>> BEGIN Exercise inputs
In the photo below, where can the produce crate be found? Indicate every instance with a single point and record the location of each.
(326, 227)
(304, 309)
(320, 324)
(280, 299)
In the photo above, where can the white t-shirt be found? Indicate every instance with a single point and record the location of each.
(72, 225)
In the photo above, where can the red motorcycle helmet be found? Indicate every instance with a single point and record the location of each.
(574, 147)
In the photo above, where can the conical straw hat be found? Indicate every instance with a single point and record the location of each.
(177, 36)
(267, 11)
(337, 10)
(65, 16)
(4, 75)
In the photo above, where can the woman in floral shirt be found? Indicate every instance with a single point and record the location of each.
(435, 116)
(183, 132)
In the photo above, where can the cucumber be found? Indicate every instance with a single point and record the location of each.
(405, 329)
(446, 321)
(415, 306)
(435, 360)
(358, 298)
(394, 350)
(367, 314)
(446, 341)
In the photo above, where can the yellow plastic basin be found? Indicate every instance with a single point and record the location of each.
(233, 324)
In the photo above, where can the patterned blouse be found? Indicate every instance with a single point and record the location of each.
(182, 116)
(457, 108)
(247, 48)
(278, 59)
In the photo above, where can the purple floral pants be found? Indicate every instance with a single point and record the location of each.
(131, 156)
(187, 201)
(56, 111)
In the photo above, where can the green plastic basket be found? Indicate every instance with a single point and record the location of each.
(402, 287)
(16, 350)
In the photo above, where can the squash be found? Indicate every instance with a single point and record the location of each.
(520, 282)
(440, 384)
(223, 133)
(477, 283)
>> END Exercise inputs
* [Set task]
Arrange everything from the line containing "In the photo above, where can the purple" down to the last of the rows as a numbered list, including both ends and leaving out any blank lines.

* [Full output]
1. In the photo above, where can the purple floral pants be found? Indicate every instance with a single point and record the location of each.
2. (131, 156)
3. (187, 201)
4. (56, 111)
5. In the photo above, where can the green plastic basket be found? Indicate every instance with a single point and record the location of each.
6. (402, 287)
7. (16, 350)
8. In the photo above, where can the squash be found? Indicate every instance with a single point and record the location of each.
9. (520, 282)
10. (440, 384)
11. (223, 133)
12. (477, 283)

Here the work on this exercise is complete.